▶ PASSAGE SHOWN:
################

26 KiB
flakestorm Module Documentation
This document provides a comprehensive explanation of each module in the flakestorm codebase, what it does, how it works, and analysis of its design decisions.
Table of Contents
- Architecture Overview
- Core Modules
- Mutation Modules
- Assertion Modules
- Reporting Modules
- CLI Module
- Rust Performance Module
- Design Analysis
Architecture Overview
flakestorm/
├── core/ # Core orchestration logic
│ ├── config.py # Configuration (V1 + V2: chaos, contract, replays, scoring)
│ ├── protocol.py # Agent adapters, create_instrumented_adapter (chaos interceptor)
│ ├── orchestrator.py # Main test coordination
│ ├── runner.py # High-level test runner
│ └── performance.py # Rust/Python bridge
├── chaos/ # V2 environment chaos
│ ├── context_attacks.py # memory_poisoning (input before invoke), indirect_injection, normalize_context_attacks
│ ├── interceptor.py # ChaosInterceptor: memory_poisoning + LLM faults (timeout before call, others after)
│ ├── faults.py # should_trigger, tool/LLM fault application
│ ├── llm_proxy.py # apply_llm_fault (truncated, empty, garbage, rate_limit, response_drift)

################

Stored data entries

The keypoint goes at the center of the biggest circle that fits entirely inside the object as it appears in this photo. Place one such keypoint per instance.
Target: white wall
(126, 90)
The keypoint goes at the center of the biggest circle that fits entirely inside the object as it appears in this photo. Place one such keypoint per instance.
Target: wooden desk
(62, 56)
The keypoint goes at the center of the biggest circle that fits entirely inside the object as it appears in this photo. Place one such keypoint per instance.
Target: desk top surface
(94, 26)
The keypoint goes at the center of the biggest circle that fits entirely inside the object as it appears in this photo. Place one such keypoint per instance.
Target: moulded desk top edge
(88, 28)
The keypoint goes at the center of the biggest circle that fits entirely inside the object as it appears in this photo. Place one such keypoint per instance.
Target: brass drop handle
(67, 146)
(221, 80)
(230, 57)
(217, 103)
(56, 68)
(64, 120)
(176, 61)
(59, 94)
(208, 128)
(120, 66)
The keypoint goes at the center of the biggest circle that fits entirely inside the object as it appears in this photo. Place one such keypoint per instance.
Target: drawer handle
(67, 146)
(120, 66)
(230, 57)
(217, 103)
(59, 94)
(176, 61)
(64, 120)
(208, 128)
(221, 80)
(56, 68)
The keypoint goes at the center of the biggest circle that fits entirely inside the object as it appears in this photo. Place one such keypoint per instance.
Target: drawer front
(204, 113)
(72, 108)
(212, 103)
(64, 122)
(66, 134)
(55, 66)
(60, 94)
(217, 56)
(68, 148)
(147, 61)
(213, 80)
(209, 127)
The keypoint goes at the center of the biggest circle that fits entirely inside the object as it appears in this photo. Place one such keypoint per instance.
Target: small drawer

################

▶ TASKS FOR THIS EXERCISE:
• A. Reproduce the stretch of the flakestorm module documentation from "Table of Contents" through "create_instrumented_adapter (chaos interceptor)".
• B. Supply the next part of the flakestorm module documentation, picking up after its final line.

▶ ANSWERS FOR THE EXERCISE:
• A.
Table of Contents
- Architecture Overview
- Core Modules
- Mutation Modules
- Assertion Modules
- Reporting Modules
- CLI Module
- Rust Performance Module
- Design Analysis
Architecture Overview
flakestorm/
├── core/ # Core orchestration logic
│ ├── config.py # Configuration (V1 + V2: chaos, contract, replays, scoring)
│ ├── protocol.py # Agent adapters, create_instrumented_adapter (chaos interceptor)

• B.
│ └── profiles/ # Built-in chaos profiles
├── contracts/ # V2 behavioral contracts
│ ├── engine.py # ContractEngine: (invariant × scenario) cells, reset, probes, behavior_unchanged
│ └── matrix.py # ResilienceMatrix
├── replay/ # V2 replay regression
│ ├── loader.py # Load replay sessions (file or inline)
│ └── runner.py # Replay execution
├── mutations/ # Adversarial input generation (22+ types, max 50/run OSS)
│ ├── types.py # MutationType enum
│ ├── templates.py # LLM prompt templates
│ └── engine.py # Mutation generation engine
├── assertions/ # Response validation
│ ├── deterministic.py # Rule-based assertions
│ ├── semantic.py # AI-based assertions
│ ├── safety.py # Security assertions
│ └── verifier.py # InvariantVerifier (all invariant types including behavior_unchanged)
├── reports/ # Output generation
│ ├── models.py # Report data models
│ ├── html.py # HTML report generator
│ ├── json_export.py # JSON export
│ └── terminal.py # Terminal output
├── cli/ # Command-line interface
│ └── main.py # flakestorm run, contract run, replay run, ci
└── integrations/ # External integrations
├── huggingface.py # HuggingFace model support
└── embeddings.py # Local embeddings
Core Modules
config.py - Configuration Management
Location: src/flakestorm/core/config.py
Purpose: Handles loading, validating, and providing type-safe access to the flakestorm.yaml configuration file.
Key Components:
class AgentConfig(BaseModel):
"""Configuration for connecting to the target agent."""
endpoint: str # Agent URL or Python module path
type: AgentType # http, python, or langchain
timeout: int = 30000 # Request timeout (ms)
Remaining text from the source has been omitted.